[START Records for this task]

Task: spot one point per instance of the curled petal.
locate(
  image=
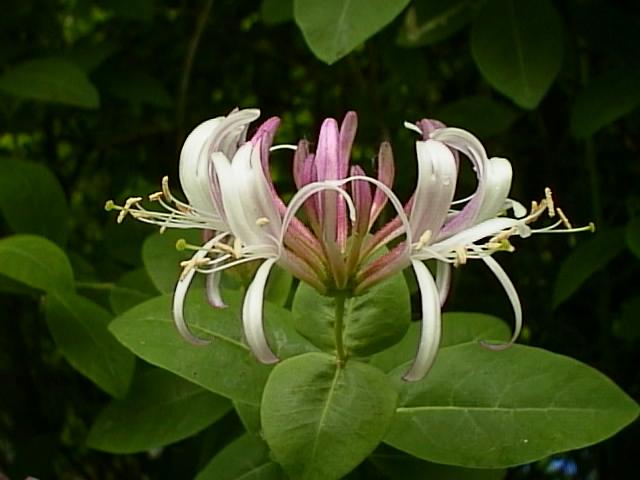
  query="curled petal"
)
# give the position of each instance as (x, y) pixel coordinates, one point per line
(436, 185)
(180, 294)
(431, 324)
(212, 285)
(252, 315)
(511, 292)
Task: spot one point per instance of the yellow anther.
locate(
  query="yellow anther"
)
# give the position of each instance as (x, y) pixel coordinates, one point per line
(565, 220)
(461, 256)
(131, 202)
(423, 240)
(181, 244)
(550, 206)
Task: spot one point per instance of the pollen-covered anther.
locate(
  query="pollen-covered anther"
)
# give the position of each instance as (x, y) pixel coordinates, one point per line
(423, 240)
(460, 256)
(565, 220)
(130, 203)
(194, 263)
(550, 205)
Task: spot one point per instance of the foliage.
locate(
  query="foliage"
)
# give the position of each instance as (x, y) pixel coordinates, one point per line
(95, 102)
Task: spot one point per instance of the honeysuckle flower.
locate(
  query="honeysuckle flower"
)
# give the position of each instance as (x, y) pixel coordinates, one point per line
(232, 199)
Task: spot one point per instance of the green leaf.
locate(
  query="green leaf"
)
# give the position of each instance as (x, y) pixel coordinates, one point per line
(36, 262)
(483, 116)
(486, 409)
(397, 464)
(79, 328)
(517, 45)
(162, 260)
(334, 28)
(32, 200)
(589, 257)
(604, 100)
(427, 23)
(633, 236)
(249, 416)
(321, 420)
(160, 409)
(131, 289)
(226, 366)
(457, 328)
(246, 458)
(50, 80)
(276, 12)
(372, 321)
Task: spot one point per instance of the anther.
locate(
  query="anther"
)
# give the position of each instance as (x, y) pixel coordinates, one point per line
(550, 206)
(131, 201)
(565, 220)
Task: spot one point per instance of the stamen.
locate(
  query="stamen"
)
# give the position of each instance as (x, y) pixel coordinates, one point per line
(565, 220)
(549, 198)
(131, 202)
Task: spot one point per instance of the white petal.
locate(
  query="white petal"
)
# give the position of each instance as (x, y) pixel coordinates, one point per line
(443, 280)
(252, 315)
(506, 283)
(194, 166)
(437, 172)
(496, 188)
(431, 325)
(212, 285)
(180, 294)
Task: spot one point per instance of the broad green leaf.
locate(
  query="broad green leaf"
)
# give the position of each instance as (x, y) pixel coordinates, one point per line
(161, 408)
(131, 289)
(517, 45)
(79, 328)
(249, 416)
(321, 420)
(36, 262)
(483, 116)
(50, 80)
(604, 100)
(485, 409)
(275, 12)
(32, 200)
(426, 23)
(372, 321)
(589, 257)
(633, 236)
(333, 28)
(246, 458)
(162, 260)
(225, 366)
(457, 328)
(397, 464)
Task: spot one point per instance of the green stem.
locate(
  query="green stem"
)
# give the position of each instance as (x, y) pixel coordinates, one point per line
(338, 330)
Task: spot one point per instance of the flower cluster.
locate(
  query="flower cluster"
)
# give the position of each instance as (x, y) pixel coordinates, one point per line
(337, 249)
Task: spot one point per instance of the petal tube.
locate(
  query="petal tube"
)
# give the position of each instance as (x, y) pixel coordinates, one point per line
(506, 283)
(431, 325)
(252, 314)
(443, 280)
(180, 294)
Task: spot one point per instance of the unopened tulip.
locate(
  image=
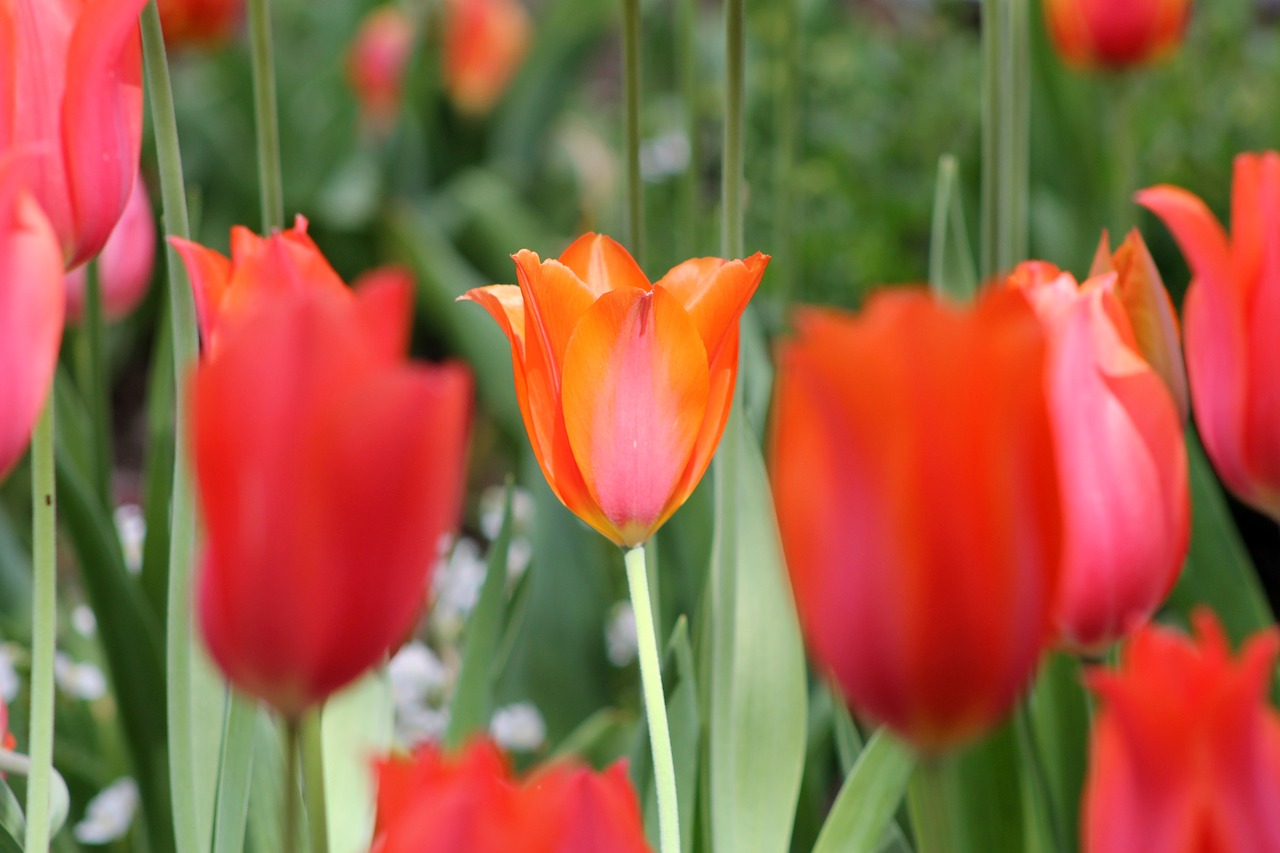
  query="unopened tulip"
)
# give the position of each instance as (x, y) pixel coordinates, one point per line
(328, 469)
(1185, 751)
(918, 502)
(1121, 461)
(625, 386)
(484, 44)
(73, 95)
(1109, 33)
(31, 310)
(1230, 318)
(126, 263)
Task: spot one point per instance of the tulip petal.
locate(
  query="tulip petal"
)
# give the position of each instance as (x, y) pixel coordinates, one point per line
(635, 391)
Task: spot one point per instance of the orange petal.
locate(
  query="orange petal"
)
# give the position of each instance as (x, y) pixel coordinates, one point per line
(635, 393)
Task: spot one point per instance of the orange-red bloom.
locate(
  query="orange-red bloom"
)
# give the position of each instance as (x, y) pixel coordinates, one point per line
(1185, 752)
(1121, 460)
(71, 91)
(918, 502)
(1230, 315)
(434, 803)
(625, 386)
(329, 469)
(484, 44)
(31, 310)
(1110, 33)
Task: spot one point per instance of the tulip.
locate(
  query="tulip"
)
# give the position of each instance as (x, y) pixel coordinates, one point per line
(1121, 460)
(484, 44)
(625, 386)
(1185, 752)
(126, 263)
(470, 802)
(1230, 315)
(31, 310)
(1105, 33)
(73, 94)
(918, 503)
(328, 470)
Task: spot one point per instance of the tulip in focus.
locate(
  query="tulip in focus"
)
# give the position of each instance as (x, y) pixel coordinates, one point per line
(1121, 460)
(1185, 751)
(73, 96)
(918, 503)
(625, 386)
(1115, 33)
(435, 803)
(126, 263)
(328, 470)
(31, 310)
(484, 44)
(1230, 316)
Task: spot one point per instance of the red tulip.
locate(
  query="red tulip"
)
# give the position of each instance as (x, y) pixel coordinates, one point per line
(1109, 33)
(1121, 461)
(328, 471)
(484, 44)
(438, 804)
(126, 263)
(1185, 752)
(31, 310)
(918, 503)
(625, 386)
(73, 95)
(1230, 314)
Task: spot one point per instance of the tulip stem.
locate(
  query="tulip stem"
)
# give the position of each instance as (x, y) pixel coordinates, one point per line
(654, 702)
(272, 187)
(44, 630)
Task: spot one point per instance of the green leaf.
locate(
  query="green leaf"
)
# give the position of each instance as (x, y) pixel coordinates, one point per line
(868, 799)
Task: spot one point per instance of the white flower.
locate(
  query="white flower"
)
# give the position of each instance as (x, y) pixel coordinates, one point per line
(519, 728)
(109, 815)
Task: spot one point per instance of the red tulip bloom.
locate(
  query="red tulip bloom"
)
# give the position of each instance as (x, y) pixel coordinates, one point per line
(126, 264)
(1230, 315)
(625, 386)
(1121, 460)
(31, 310)
(328, 469)
(1110, 33)
(438, 804)
(1185, 752)
(72, 92)
(918, 503)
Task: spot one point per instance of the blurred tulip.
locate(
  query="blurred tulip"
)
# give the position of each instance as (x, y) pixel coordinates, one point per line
(1230, 316)
(126, 263)
(31, 310)
(1185, 752)
(375, 65)
(73, 95)
(918, 503)
(328, 469)
(1121, 461)
(625, 386)
(484, 44)
(433, 803)
(1110, 33)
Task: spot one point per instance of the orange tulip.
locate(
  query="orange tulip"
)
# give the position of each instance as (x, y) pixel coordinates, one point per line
(1232, 309)
(625, 386)
(72, 92)
(1109, 33)
(1185, 751)
(918, 503)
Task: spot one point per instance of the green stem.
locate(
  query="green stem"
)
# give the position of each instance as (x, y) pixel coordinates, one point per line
(654, 702)
(272, 187)
(44, 639)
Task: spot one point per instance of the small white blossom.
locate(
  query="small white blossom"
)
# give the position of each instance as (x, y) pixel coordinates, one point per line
(109, 815)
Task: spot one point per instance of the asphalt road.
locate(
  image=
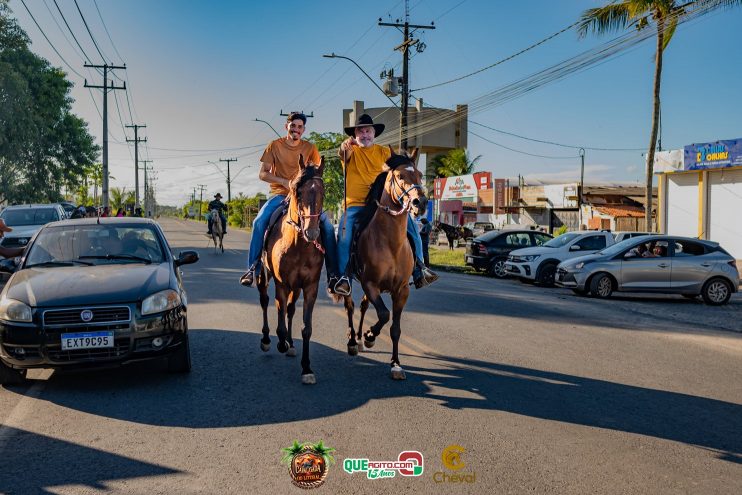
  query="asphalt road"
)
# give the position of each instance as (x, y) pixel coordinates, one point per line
(547, 392)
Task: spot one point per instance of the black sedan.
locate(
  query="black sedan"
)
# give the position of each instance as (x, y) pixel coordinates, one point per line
(94, 293)
(489, 251)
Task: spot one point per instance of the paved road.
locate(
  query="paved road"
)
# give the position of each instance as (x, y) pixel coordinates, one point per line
(547, 392)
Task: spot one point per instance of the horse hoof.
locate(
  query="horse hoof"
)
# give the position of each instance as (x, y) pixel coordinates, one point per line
(308, 379)
(398, 373)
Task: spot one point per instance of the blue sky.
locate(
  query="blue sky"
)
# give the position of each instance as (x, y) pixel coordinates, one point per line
(201, 72)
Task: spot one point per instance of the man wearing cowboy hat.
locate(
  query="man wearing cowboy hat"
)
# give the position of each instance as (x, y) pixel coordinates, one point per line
(216, 204)
(8, 252)
(279, 165)
(363, 162)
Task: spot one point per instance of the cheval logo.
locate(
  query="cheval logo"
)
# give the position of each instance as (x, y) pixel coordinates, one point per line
(452, 460)
(408, 463)
(308, 463)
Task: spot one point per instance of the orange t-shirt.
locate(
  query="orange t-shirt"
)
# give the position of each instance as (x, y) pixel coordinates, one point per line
(284, 160)
(364, 165)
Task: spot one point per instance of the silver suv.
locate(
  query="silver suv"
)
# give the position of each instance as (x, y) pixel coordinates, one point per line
(654, 263)
(26, 220)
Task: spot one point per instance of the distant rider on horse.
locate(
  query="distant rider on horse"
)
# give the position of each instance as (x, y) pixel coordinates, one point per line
(216, 204)
(364, 163)
(280, 164)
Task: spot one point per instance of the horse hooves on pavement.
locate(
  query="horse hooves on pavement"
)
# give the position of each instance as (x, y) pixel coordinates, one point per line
(397, 373)
(308, 379)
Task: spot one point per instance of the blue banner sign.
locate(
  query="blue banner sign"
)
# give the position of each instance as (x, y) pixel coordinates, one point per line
(720, 154)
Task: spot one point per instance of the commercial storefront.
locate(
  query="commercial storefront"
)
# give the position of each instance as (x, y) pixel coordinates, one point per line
(700, 192)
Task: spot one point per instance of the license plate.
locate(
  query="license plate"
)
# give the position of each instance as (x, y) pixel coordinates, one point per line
(86, 340)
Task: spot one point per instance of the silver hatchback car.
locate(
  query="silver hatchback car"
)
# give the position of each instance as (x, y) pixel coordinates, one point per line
(654, 263)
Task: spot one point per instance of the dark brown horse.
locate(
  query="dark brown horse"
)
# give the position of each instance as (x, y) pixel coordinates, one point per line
(293, 258)
(384, 258)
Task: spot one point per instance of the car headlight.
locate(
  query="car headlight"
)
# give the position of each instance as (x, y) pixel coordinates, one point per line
(161, 301)
(12, 310)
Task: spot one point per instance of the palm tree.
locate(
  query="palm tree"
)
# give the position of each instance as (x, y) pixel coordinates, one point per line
(455, 162)
(624, 14)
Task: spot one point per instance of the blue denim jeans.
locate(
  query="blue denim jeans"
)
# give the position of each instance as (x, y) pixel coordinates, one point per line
(345, 237)
(260, 224)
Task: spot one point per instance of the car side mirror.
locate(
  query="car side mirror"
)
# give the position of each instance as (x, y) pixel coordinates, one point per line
(186, 258)
(8, 266)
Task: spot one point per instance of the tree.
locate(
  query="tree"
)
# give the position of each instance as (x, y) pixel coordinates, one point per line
(455, 162)
(640, 14)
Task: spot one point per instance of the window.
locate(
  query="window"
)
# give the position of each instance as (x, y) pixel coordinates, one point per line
(592, 243)
(688, 248)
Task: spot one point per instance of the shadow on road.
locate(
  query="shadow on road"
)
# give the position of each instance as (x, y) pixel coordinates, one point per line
(235, 384)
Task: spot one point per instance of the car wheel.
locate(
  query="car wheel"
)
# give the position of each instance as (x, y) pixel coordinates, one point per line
(601, 286)
(180, 360)
(10, 376)
(716, 292)
(545, 274)
(497, 268)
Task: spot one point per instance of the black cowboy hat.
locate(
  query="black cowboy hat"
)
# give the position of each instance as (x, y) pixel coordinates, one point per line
(365, 120)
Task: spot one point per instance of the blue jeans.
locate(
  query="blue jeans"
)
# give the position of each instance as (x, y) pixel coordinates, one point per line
(345, 238)
(260, 224)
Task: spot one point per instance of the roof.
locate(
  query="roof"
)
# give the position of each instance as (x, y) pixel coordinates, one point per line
(620, 211)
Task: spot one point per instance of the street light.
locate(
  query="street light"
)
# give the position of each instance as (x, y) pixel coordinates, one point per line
(268, 124)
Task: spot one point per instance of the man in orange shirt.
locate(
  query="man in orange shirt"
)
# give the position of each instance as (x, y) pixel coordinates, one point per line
(364, 163)
(280, 164)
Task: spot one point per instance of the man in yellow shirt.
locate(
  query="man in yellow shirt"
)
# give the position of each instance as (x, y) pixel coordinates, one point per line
(364, 163)
(278, 165)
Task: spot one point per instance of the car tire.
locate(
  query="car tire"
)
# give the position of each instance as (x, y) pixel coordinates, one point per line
(545, 274)
(716, 292)
(10, 376)
(497, 268)
(601, 286)
(180, 360)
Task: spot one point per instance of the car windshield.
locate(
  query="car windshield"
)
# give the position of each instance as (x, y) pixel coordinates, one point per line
(95, 244)
(562, 240)
(29, 216)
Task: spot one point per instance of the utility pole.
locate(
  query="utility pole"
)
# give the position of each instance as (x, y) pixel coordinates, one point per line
(146, 187)
(107, 85)
(407, 43)
(201, 201)
(136, 142)
(229, 181)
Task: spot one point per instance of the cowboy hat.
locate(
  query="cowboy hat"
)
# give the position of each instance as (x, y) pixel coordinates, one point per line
(365, 120)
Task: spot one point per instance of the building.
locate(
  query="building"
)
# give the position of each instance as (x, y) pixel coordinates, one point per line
(700, 192)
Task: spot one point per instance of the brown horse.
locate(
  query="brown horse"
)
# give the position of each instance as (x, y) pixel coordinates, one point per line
(293, 258)
(384, 260)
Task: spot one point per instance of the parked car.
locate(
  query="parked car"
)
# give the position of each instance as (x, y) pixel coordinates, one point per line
(479, 228)
(540, 263)
(679, 265)
(489, 251)
(26, 220)
(94, 294)
(622, 236)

[END Records for this task]

◆ **Stated exercise**
Starting at the line that contains "Task: spot one point per instance of the building.", copy each line exactly through the end of the listing above. Include that first line and the last one, and add nothing.

◆ **Expected answer**
Task: spot one point per instance of the building.
locate(
  query="building"
)
# give the position of each instance as (x, y) pixel coordinates, one point per line
(700, 192)
Task: spot one point per instance of the brown horse.
locate(
  query="brown horse"
)
# give the position of each instance as (x, y) pixel coordinates, one point per line
(293, 258)
(384, 260)
Task: spot one point per instance of the parked car.
locate(
  query="parked car"
)
# give the position of each instance as (x, y) pixel coordinates, one point per line
(479, 228)
(540, 263)
(679, 265)
(489, 251)
(26, 220)
(94, 294)
(622, 236)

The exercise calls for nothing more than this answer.